------ ROWS
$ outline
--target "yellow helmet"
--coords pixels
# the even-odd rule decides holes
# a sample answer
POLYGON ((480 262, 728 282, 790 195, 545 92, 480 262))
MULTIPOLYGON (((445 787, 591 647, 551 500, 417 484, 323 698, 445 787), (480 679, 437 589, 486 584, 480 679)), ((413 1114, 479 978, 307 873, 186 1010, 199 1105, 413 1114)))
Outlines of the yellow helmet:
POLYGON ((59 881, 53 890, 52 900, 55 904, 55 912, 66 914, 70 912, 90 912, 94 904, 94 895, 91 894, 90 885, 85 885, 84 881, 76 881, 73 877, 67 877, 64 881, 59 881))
------------
Update the records above by replacing every "yellow helmet" with "yellow hard hat". Keep every other part of the lines the same.

EXERCISE RESULT:
$ outline
--target "yellow hard hat"
--coords pixels
# the even-odd rule decides holes
# a sample answer
POLYGON ((480 262, 728 282, 790 195, 545 92, 480 262))
MULTIPOLYGON (((445 787, 591 647, 551 500, 417 484, 323 698, 445 787), (480 679, 437 589, 486 584, 480 679)), ((413 1114, 479 978, 307 873, 186 1010, 199 1105, 413 1114)))
Outlines of the yellow hard hat:
POLYGON ((59 881, 53 890, 52 900, 55 904, 55 912, 66 914, 70 912, 90 912, 94 904, 94 895, 91 894, 90 885, 85 885, 84 881, 76 881, 73 877, 67 877, 64 881, 59 881))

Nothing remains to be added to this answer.